>> Start Material to process
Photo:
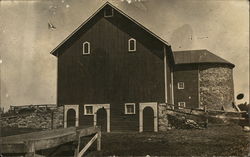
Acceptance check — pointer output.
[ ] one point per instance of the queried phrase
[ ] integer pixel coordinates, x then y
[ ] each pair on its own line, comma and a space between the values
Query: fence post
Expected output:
206, 115
52, 118
77, 144
99, 140
30, 149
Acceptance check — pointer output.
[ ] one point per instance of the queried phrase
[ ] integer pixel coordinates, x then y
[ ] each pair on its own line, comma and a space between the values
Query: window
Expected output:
88, 110
131, 45
129, 108
180, 85
108, 12
86, 48
181, 105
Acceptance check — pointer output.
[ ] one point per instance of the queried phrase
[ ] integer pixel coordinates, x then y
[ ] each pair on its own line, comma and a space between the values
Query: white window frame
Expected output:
181, 106
105, 15
179, 85
129, 49
85, 110
83, 48
126, 111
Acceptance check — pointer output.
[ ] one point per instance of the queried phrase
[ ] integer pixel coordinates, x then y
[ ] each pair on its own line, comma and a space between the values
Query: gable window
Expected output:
86, 48
130, 108
180, 85
88, 110
131, 45
108, 12
181, 105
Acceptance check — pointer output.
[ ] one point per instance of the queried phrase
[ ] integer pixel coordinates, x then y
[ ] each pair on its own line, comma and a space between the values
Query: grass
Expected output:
214, 141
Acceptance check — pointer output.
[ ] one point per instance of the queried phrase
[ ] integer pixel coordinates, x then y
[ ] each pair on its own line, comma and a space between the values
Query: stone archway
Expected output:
70, 108
101, 119
148, 119
71, 118
153, 105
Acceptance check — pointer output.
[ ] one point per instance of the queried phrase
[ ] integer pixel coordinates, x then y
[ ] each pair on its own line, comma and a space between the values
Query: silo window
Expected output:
130, 108
131, 45
181, 105
86, 48
108, 12
180, 85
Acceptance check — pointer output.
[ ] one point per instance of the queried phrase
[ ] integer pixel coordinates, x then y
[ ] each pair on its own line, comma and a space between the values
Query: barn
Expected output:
113, 72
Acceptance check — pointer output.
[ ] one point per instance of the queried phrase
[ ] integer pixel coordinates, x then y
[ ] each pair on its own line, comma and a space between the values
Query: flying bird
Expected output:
51, 26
>> End Material to process
**Exercise objective**
Give back every line exactly as it stands, pictures excluded.

**Task answer**
Photo:
Acceptance check — pointer output.
[ ] one point per instance of the queried phrase
[ ] integer pixel coordinates, x then y
[ ] each pair on its own line, comma and a space between the values
Query: fence post
Expected output:
206, 115
52, 118
77, 144
99, 140
30, 149
Acceptance check — pointer output.
[ ] one point per instance of the queried phrase
[ ] integer pixel coordinates, x then y
[ ] each pair on its own line, comma and a space between the values
Query: window
Expected output:
88, 110
131, 45
129, 108
180, 85
108, 12
86, 48
181, 105
Acceptance check — pointer output.
[ ] one point per instance of the queried phrase
[ ] integer pixel coordinates, x then y
[ ] each pair on its own line, comma and a space between the values
Query: white window frame
Expected output:
181, 106
105, 15
179, 85
129, 49
85, 110
83, 48
126, 111
Acceptance check — pointer output.
[ ] one point per instance of the queried phrase
[ ] integer pixel coordinates, x then y
[ ] each pair on its own line, comma and a space between the values
Query: gable window
Expected output:
86, 48
130, 108
180, 85
88, 110
131, 45
108, 12
181, 105
Acceptance check — pointer output.
[ ] one point per instance of the queried phrase
[ ] integer pixel coordinates, x then y
[ ] each pair on its own line, comma and a space between the values
Query: grass
Expected output:
214, 141
Acceptance check — pointer output.
[ ] one point per instance of the queried phrase
[ ] integer pixel coordinates, x then y
[ ] each pair on its own line, comma and a space between the values
Query: stone archway
Expected output:
70, 108
101, 119
148, 119
71, 118
153, 105
Acceptance check — pointer output.
[ ] one point per instance of the queried phrase
[ ] integer pixel coordinates, x then y
[ ] each pair on its own line, comma and a space between the values
Query: silo window
Expected output:
130, 108
131, 45
181, 105
86, 48
108, 12
180, 85
Acceptance check — pointer output.
[ ] one point per instance of the queried phrase
[ ] integer pixel coordinates, x then y
[ ] each pair on its own line, comma and a space between the values
Query: barn
Expected output:
113, 72
Acceptance check — pointer output.
[ ] one point per instance of the queried phrase
[ ] integer pixel coordinates, x then y
[ ] each pair on its own line, comma and a space between the values
Query: flying bird
Expected output:
51, 26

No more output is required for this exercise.